## TASK PROMPT
Summarize the source passage below in two sentences.

** SOURCE PASSAGE follows **

Median inspection times were computed for each reader for each experimental condition for examinations with and without test abnormalities. The two median times per reader were analyzed with an ANOVA with within-subject factors for SOS condition and examination type (with or without test abnormality). The only statistically significant effect was for presence of test abnormality (36.0 seconds without test abnormality vs. 49.8 seconds with test abnormality, F(1,19) = 117.41, p < 0.0001. The SOS manipulation did not affect inspection time (43.4 seconds without added nodules vs. 42.4 seconds with added nodules, F(1,19) = 0.40, p = 0.53). The interaction of factors was not statistically significant.

DISCUSSION

The SOS effect observed in this experiment differs from that previously reported for chest radiography (1, 2). The previous experiments reported a decrement in detection accuracy of detecting test abnormalities with the addition of nodules. In contrast, there was no accuracy difference in the current study with the addition of the nodules. Instead, there were reduced FP fractions of the ROC points and reduced TP fractions of the ROC points, indicating a threshold shift toward more conservative reporting.

** End of SOURCE PASSAGE **
** SUPPLIED MATERIAL follows **

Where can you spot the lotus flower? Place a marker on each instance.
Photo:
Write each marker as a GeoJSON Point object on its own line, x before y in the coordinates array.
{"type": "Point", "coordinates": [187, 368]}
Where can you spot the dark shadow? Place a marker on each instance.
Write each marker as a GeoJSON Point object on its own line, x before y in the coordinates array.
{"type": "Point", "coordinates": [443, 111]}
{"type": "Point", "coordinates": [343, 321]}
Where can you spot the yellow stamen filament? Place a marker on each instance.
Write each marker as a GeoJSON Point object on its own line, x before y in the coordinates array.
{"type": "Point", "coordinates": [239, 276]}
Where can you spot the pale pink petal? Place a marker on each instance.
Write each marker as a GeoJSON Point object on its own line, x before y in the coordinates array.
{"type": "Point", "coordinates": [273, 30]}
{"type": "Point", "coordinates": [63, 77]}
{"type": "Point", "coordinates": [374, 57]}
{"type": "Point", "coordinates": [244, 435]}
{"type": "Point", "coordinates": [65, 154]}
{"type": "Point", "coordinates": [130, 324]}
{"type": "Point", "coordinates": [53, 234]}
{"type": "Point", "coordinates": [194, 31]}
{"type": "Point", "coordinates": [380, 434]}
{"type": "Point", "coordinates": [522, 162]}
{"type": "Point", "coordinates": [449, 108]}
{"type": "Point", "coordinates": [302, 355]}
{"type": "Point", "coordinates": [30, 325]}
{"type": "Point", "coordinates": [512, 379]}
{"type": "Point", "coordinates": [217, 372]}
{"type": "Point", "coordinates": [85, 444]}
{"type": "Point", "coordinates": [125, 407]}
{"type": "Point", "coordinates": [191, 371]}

** End of SUPPLIED MATERIAL **

## FINAL ANSWER
Inspection times were significantly longer for examinations with a test abnormality than without one, while adding nodules (the SOS manipulation) did not affect inspection time, and the interaction of factors was not significant. Unlike previous chest radiography experiments, which reported lower detection accuracy when nodules were added, this study found no accuracy difference but reduced false-positive and true-positive fractions, indicating a threshold shift toward more conservative reporting.